PROVIDED DATA —
====

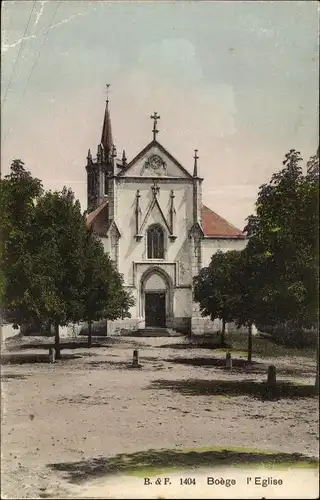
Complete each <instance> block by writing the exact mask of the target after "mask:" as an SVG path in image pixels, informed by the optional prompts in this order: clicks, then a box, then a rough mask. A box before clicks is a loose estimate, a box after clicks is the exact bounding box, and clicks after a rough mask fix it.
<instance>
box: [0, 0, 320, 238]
mask: <svg viewBox="0 0 320 500" xmlns="http://www.w3.org/2000/svg"><path fill="white" fill-rule="evenodd" d="M33 4H35V5H34V10H33V13H32V15H31V18H30V23H29V27H28V30H27V32H26V35H25V39H24V40H23V37H24V33H25V30H26V26H27V24H28V19H29V16H30V12H31V9H32V7H33ZM318 22H319V15H318V7H317V3H316V2H313V1H305V2H298V1H291V2H281V1H278V2H243V3H242V2H227V1H223V2H209V1H207V2H201V1H197V2H187V1H178V2H173V1H172V2H160V1H157V2H145V1H141V2H133V1H130V2H120V1H117V2H99V1H94V2H83V1H70V2H68V1H62V2H56V1H36V2H32V1H7V2H2V71H1V90H2V92H1V103H2V105H1V108H2V127H1V136H2V175H5V174H6V173H8V171H9V167H10V163H11V161H12V160H13V159H15V158H20V159H22V160H23V161H24V162H25V165H26V168H28V169H29V170H30V171H31V173H32V174H33V175H34V176H36V177H39V178H40V179H41V180H42V181H43V183H44V187H45V188H46V189H58V190H60V189H62V187H63V186H64V185H67V186H70V187H71V188H72V189H73V190H74V192H75V195H76V197H77V198H78V199H79V200H80V202H81V206H82V208H83V210H84V209H86V173H85V164H86V155H87V151H88V149H89V148H91V150H92V152H93V154H95V152H96V147H97V144H98V142H99V141H100V138H101V128H102V121H103V114H104V105H105V98H106V93H105V84H106V83H110V84H111V87H110V93H109V99H110V109H111V120H112V127H113V136H114V141H115V143H116V146H117V150H118V153H119V154H120V153H122V149H123V148H125V150H126V154H127V157H128V160H129V161H130V160H131V159H132V158H133V157H134V156H135V155H136V154H137V153H139V151H140V150H141V149H142V148H144V147H145V146H146V145H147V144H148V143H149V142H150V141H151V139H152V133H151V130H152V121H151V120H150V114H152V113H153V112H154V111H157V112H158V114H160V116H161V119H160V120H159V122H158V128H159V130H160V133H159V134H158V137H157V139H158V140H159V142H160V143H161V144H162V145H163V146H164V147H165V148H167V149H168V150H169V152H170V153H171V154H172V155H173V156H175V157H176V158H177V160H179V161H180V162H181V163H182V164H183V165H184V167H185V168H187V169H188V170H189V171H190V172H192V167H193V158H192V157H193V150H194V149H198V150H199V152H198V155H199V157H200V159H199V161H198V163H199V173H200V175H201V176H202V177H204V182H203V201H204V203H205V204H207V205H208V206H209V207H210V208H211V209H213V210H214V211H216V212H217V213H219V214H220V215H222V216H223V217H225V218H226V219H228V220H229V221H230V222H231V223H233V224H235V225H236V226H238V227H239V228H241V229H242V228H243V227H244V224H245V219H246V217H247V216H248V215H249V214H250V213H252V212H253V210H254V203H255V200H256V197H257V192H258V187H259V185H261V184H262V183H264V182H268V181H269V179H270V177H271V175H272V173H273V172H275V171H277V170H279V169H280V168H281V167H282V160H283V158H284V155H285V153H286V152H288V150H289V149H291V148H295V149H298V150H299V151H300V152H301V154H302V156H303V158H304V159H305V160H306V161H307V159H308V158H309V157H310V156H311V155H313V154H314V153H315V152H316V149H317V147H318V136H319V130H318V89H319V80H318V69H319V53H318ZM50 26H51V28H50V29H49V31H48V28H49V27H50ZM21 44H22V45H21ZM19 50H20V56H19V59H18V60H17V56H18V53H19ZM15 61H17V62H16V67H15V69H14V64H15ZM13 69H14V73H13ZM10 79H11V84H10V86H9V88H8V84H9V81H10Z"/></svg>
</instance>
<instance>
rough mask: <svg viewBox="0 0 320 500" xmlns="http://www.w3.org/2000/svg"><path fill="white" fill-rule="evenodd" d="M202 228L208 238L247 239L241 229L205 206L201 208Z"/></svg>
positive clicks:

====

DESCRIPTION OF THE TASK — Return each line of the listing that holds the string "clicks".

SOLVED PROBLEM —
Complete each <instance> block by writing the exact mask of the target after "mask:" as an SVG path in image pixels, informed by the optional prompts in this order: clicks, then a box, then a rough mask. A box before clicks is a loose estimate, a box after clicks is the exact bounding box, and clicks after a rough mask fix it.
positive clicks:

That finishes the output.